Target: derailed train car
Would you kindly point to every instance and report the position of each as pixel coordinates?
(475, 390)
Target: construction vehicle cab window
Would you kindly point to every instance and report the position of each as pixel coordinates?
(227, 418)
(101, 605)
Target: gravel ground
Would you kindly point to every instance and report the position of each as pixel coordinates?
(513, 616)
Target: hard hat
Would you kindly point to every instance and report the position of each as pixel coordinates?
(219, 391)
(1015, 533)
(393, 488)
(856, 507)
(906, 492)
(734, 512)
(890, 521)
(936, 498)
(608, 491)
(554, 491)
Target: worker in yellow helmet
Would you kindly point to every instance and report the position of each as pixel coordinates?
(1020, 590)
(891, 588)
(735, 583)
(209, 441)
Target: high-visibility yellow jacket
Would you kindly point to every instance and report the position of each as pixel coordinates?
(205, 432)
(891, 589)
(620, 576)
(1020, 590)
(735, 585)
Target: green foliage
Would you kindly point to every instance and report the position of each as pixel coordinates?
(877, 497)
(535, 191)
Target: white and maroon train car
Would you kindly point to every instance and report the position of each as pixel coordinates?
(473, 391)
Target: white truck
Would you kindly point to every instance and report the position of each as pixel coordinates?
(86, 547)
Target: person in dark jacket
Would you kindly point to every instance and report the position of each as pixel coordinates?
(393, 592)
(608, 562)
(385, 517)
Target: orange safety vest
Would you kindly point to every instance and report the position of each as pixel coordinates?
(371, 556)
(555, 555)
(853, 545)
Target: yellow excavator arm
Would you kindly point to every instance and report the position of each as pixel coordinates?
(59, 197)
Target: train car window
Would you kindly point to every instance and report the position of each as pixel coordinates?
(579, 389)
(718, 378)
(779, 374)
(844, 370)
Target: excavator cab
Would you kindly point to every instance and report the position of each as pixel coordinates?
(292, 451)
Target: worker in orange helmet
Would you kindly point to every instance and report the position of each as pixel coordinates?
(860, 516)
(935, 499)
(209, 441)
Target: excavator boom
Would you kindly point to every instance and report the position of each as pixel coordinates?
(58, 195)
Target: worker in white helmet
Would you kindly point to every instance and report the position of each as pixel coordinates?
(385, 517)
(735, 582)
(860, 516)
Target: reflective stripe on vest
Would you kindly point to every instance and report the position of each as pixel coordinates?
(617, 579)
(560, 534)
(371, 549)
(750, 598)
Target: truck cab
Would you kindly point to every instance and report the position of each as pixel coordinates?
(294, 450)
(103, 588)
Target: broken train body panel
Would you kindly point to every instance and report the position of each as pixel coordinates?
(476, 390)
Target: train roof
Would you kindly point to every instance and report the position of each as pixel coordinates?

- - - - -

* _ASSIGNMENT_: What this exercise asks for is every line of the data above with the word "yellow".

* _TASK ANSWER_:
Target: worker in yellow helmet
Target: high-visibility yellow jacket
Target: yellow excavator arm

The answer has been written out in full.